## Work instructions
Skip every picture and transcribe the remaining material exactly.
### Task data ###
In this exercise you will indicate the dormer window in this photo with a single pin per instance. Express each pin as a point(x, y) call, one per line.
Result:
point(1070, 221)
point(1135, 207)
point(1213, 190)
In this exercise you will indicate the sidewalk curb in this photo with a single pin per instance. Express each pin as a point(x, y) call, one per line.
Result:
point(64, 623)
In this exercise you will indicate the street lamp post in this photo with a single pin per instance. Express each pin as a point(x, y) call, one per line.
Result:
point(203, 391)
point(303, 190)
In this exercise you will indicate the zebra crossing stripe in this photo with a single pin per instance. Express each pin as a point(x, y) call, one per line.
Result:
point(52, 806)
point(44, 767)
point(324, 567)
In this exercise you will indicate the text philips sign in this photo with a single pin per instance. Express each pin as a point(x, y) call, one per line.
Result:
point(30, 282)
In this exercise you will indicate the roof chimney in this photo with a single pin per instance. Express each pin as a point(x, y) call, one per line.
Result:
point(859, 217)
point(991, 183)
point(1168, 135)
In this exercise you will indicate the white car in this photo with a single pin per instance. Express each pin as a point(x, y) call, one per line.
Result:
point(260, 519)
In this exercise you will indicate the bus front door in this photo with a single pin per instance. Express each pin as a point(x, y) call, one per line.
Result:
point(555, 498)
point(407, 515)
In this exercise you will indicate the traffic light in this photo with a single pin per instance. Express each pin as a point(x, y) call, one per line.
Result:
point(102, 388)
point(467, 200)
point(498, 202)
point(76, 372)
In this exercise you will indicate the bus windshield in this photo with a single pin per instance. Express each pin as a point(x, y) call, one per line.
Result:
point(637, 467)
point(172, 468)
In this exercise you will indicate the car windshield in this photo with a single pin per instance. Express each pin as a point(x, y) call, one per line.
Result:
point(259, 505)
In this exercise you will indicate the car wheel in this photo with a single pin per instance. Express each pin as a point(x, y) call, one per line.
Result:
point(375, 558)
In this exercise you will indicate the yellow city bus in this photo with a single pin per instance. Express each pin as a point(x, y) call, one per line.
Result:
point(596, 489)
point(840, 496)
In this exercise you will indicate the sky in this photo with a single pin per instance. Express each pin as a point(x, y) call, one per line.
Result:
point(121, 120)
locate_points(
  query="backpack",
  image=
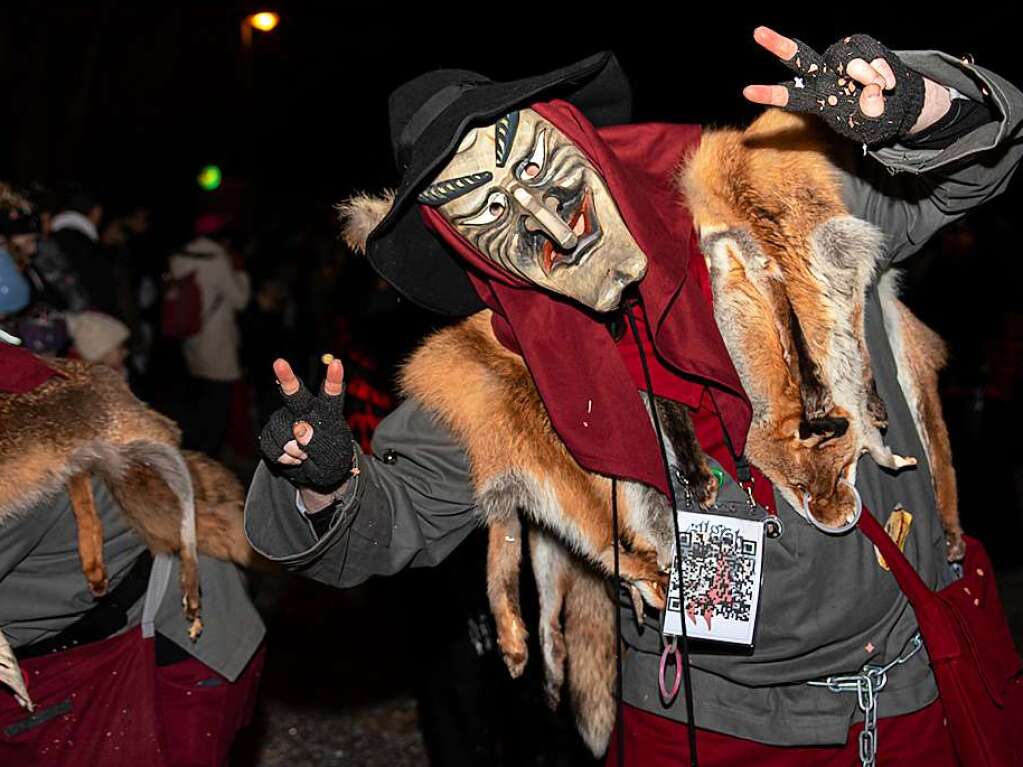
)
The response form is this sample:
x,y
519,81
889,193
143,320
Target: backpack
x,y
181,310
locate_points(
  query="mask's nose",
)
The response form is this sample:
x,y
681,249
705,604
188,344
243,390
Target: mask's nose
x,y
549,222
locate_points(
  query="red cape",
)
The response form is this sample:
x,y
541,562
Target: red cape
x,y
587,382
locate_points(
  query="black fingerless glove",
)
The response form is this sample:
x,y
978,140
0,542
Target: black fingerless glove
x,y
331,450
823,88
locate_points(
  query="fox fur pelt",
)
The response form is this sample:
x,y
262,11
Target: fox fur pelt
x,y
86,421
789,268
522,470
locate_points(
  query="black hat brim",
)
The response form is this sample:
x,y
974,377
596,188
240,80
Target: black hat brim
x,y
402,250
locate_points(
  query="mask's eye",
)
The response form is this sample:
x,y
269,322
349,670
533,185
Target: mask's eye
x,y
533,165
495,207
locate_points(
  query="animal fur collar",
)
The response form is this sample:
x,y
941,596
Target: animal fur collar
x,y
789,269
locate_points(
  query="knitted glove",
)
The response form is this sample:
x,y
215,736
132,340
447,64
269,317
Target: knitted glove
x,y
823,88
331,449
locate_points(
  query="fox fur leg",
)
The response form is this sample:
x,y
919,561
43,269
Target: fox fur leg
x,y
589,641
920,354
90,532
551,570
503,559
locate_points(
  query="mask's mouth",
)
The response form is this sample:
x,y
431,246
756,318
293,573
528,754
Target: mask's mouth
x,y
582,221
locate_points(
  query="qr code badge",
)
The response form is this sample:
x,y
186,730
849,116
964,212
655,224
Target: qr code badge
x,y
722,558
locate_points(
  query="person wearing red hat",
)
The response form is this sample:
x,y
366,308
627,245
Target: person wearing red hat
x,y
605,382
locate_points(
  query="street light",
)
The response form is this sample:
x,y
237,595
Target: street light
x,y
265,20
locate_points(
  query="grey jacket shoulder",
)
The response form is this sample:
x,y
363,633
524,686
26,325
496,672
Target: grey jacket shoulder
x,y
909,193
409,504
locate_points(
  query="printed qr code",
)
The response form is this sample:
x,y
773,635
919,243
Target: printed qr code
x,y
718,569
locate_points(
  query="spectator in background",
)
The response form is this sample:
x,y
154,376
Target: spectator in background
x,y
16,247
75,231
13,296
136,274
99,337
212,354
54,280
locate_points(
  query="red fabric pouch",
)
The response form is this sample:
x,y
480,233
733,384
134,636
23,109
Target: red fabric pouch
x,y
107,704
972,652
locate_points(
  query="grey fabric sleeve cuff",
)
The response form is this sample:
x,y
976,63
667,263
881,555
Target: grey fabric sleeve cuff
x,y
323,521
277,529
971,82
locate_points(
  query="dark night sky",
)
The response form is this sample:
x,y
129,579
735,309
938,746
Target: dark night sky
x,y
134,101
###
## Output for this task
In this exercise you will indicate the dormer window in this photo with a single pin per instance. Express each pin as a point(x, y) call, one per line.
Result:
point(1070, 221)
point(1135, 207)
point(1213, 190)
In this exercise you will indicate the sidewalk curb in this photo with a single pin per instance. Express each pin as a point(x, y) call, one per line.
Result:
point(64, 623)
In this exercise you will indicate the street lamp post in this photo with a single pin per instance. Express each pin as a point(x, y) call, one per line.
Result:
point(203, 391)
point(303, 190)
In this exercise you will indicate the zebra crossing stripe in this photo with a single pin per instance. Express each pin as a point(x, y) call, one per line.
Result:
point(52, 806)
point(44, 767)
point(324, 567)
In this exercise you will indicate the text philips sign in this photo with a single pin per instance. Express each pin as a point(x, y) call, one per line.
Result:
point(30, 282)
In this exercise you will indicate the roof chimney in this photo with a single pin per instance. Express each pin as a point(x, y) call, one per line.
Result:
point(859, 217)
point(991, 183)
point(1168, 135)
In this exercise you will indicate the white car in this photo with a single pin per instance. Express each pin as a point(x, y) call, one per line.
Result:
point(260, 519)
In this exercise you will indicate the bus front door in this photo with a single pin per instance. Express each pin as a point(x, y) call, one per line.
Result:
point(555, 498)
point(407, 515)
In this exercise you will indicate the traffic light in this photo with a single pin per instance. Express each pin as a point(x, y) call, one per line.
Result:
point(102, 388)
point(467, 200)
point(498, 202)
point(76, 372)
In this exercise you will indicate the bus windshield in this photo with a single pin per instance. Express each pin as a point(x, y) call, one per line.
Result:
point(637, 467)
point(172, 468)
In this exercise you will indicate the car windshield in this photo with a single pin per instance. Express each pin as a point(x, y) call, one per line.
Result:
point(259, 505)
In this exercise you will indicate the car wheel in this photo with a single pin per instance. Express each pin as a point(x, y) call, one per line.
Result:
point(375, 558)
In this exercise you will indicate the yellow city bus in this photo with a single pin per instance. Express each pin as a point(x, y) call, one per line.
Result:
point(596, 489)
point(840, 496)
In this exercise you will indicate the sky in this photo with a single pin per instance. Express each pin as a point(x, y) call, one per line.
Result:
point(121, 120)
locate_points(
  query="backpack",
  image=
)
The response form is this sample:
x,y
519,81
889,193
143,320
Target: backpack
x,y
181,310
locate_points(
  query="mask's nose",
)
The response form is this sample:
x,y
681,249
705,604
188,344
243,390
Target: mask's nose
x,y
549,222
locate_points(
  query="red cape",
)
The response form is this sample:
x,y
541,562
Target: red cape
x,y
587,382
locate_points(
  query="black fingerless glove",
)
The response form is this sample:
x,y
978,140
0,542
Target: black fingerless glove
x,y
331,450
823,88
locate_points(
  query="fox fur pelt",
)
The response form is this sample:
x,y
262,11
Target: fox fur pelt
x,y
86,421
789,268
522,470
locate_points(
  query="black hat brim",
)
The response form is this sample:
x,y
974,377
596,188
240,80
Target: black hat brim
x,y
402,250
locate_points(
  query="mask's eye",
)
The response form is this sample:
x,y
269,322
349,670
533,185
Target: mask's eye
x,y
533,165
495,207
locate_points(
  query="animal fur collar",
)
The response form is this sample:
x,y
941,596
Target: animal fur collar
x,y
789,269
locate_points(
  query="knitted glove",
)
The response form is this sample:
x,y
215,736
132,340
447,64
269,317
Target: knitted glove
x,y
823,88
331,449
locate_points(
  query="fox fur leg",
)
The response form is this sample:
x,y
919,561
43,269
Target: fox fur leg
x,y
589,641
920,354
90,532
551,570
503,559
locate_points(
  query="mask's mouth",
)
The response form is this sample:
x,y
431,246
756,318
293,573
528,754
Target: mask's mouth
x,y
582,221
locate_points(
  query="qr code badge",
)
The response form is this sample:
x,y
186,730
849,116
964,212
655,224
Target: qr code badge
x,y
722,558
locate_points(
  query="person wearing red hat",
)
The response form is this sample:
x,y
366,308
627,245
Target: person wearing red hat
x,y
605,382
locate_points(
  query="street light",
)
The response form is this sample:
x,y
237,595
Target: street light
x,y
265,20
locate_points(
  query="grey jacket shoulder",
)
The response form is this sample:
x,y
363,633
524,686
26,325
496,672
Target: grey jacket shoulder
x,y
909,193
409,504
locate_points(
  query="printed qr code",
)
The response form is this sample:
x,y
773,635
919,243
Target: printed qr code
x,y
718,569
locate_points(
  query="spectator in background",
)
The response form is this sample:
x,y
154,376
Target: spectator in background
x,y
16,247
75,231
13,296
136,274
99,337
212,354
54,280
locate_points(
  query="red fabric pouch",
)
The response form is this sample:
x,y
480,233
733,384
134,636
23,109
Target: red fabric pouch
x,y
107,704
972,652
locate_points(
  query="grey fabric sleeve cuff",
)
The response form is this sample:
x,y
976,63
667,263
881,555
Target: grey fabric sleeve cuff
x,y
323,521
277,529
971,82
locate_points(
  query="dark night sky",
)
The response form is this sample:
x,y
129,579
735,309
938,746
Target: dark night sky
x,y
134,101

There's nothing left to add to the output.